» **Passage**
"""
OP Stack
Protocol
Interoperability
Interop Explainer
Interop is currently in active development and not yet ready for production use. The information provided here may change frequently.

We recommend checking back regularly for the most up-to-date information.

Interoperability Explainer

Interoperability is the ability for a blockchain to securely read the state of another blockchain. Native OP Stack interoperability provides the ability to read messages and transfer assets across the Superchain (without having to go through L1) via secure message passing. This results in the following benefits:

  • fungible and portable assets and liquidity
  • lower fees and lower latency
  • less fragmentation across the Superchain
  • improved user experience for developers on the Superchain

Secure Message Passing

Native interop includes both the protocol layer message passing and the Superchain ERC20 token specification.

This means ETH and ERC-20s can seamlessly and securely move across L2s, and intent-based protocols (i.e., bridges) can build better experiences on top of the message passing protocol.

Low Latency

Interoperability allows for horizontally scalable blockchains, a key feature of the Superchain. With native interop, latency can be low (~2 seconds) by optimistically accepting cross-chain messages. The fork choice rule enforces eventual consistency, meaning that if an invalid cross-chain message is accepted, it will be reorganized out eventually. The fault proof guarantees that all of the cross-chain messages are accounted for from the perspective of handling withdrawals through the bridge to L1.
"""
» **Data**
"""
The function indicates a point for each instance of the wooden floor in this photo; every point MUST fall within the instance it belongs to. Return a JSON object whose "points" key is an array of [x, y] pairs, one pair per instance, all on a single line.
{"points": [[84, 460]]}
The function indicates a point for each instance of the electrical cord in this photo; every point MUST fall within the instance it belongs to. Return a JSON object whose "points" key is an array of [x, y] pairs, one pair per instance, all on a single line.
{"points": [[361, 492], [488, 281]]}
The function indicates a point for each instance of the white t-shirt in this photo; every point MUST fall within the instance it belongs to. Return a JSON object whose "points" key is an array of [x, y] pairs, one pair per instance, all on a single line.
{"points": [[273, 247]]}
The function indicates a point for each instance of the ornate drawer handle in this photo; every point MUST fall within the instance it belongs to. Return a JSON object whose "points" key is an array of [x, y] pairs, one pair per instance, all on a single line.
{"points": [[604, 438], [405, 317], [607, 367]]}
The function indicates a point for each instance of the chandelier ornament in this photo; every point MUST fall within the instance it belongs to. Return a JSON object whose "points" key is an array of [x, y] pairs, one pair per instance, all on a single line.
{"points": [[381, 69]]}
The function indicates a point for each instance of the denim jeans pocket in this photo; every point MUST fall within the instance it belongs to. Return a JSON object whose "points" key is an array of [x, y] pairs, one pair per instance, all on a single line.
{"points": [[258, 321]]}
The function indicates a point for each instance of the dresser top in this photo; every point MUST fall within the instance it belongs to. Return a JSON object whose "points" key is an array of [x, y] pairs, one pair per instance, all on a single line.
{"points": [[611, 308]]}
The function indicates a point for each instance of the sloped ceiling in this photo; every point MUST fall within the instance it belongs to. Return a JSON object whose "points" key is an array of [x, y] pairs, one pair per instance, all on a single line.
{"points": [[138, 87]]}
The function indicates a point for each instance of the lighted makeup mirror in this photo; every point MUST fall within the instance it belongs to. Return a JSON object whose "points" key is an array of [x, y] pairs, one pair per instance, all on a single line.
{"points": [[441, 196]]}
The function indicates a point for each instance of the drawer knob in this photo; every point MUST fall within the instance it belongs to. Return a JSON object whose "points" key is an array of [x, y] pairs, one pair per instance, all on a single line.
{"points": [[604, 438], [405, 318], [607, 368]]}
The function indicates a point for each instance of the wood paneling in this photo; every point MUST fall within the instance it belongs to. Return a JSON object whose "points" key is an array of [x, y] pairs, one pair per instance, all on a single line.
"""
» **Instruction 1**
Can you print the OP Stack interoperability explainer passage exactly, everything from "Interoperability allows for" down to "bridge to L1."?
» **Instruction 2**
Could you pick up the OP Stack interoperability explainer after its last sentence and write what follows?

» **Reply 1**
Interoperability allows for horizontally scalable blockchains, a key feature of the Superchain. With native interop, latency can be low (~2 seconds) by optimistically accepting cross-chain messages. The fork choice rule enforces eventual consistency, meaning that if an invalid cross-chain message is accepted, it will be reorganized out eventually. The fault proof guarantees that all of the cross-chain messages are accounted for from the perspective of handling withdrawals through the bridge to L1.

» **Reply 2**
Permissionless Chain Set

It is permissionless to define a dependency on a chain, so chain operators will be able to choose which chains their chains depend on, and it is not a requirement that chains are in each other's dependency set. Chain operators can add or remove chains from the dependency set through the SystemConfig. For example, the dependency set for OP Mainnet is managed by Optimism Governance.

However, since the nature of defining a dependency is one way, it is impossible for a chain to know of all of the other chains that depend on it.

Considerations

Chain operators will need to run additional infrastructure to be part of the interoperable set.

  • The Superchain-backend service, op-supervisor, will be a requirement for running an OP Stack chain that has interop enabled. op-supervisor is responsible for validating all cross-chain messages and will need to have an RPC configured for each chain in the dependency set.
  • In the future, to reduce infrastructure costs, op-supervisor will rely on the P2P network and cryptographic schemes for validating cross-chain messages.

For additional considerations, join the Interop discussion (opens in a new tab) in our specs repo.

Next Steps

FAQs

What is the latency/security tradeoff?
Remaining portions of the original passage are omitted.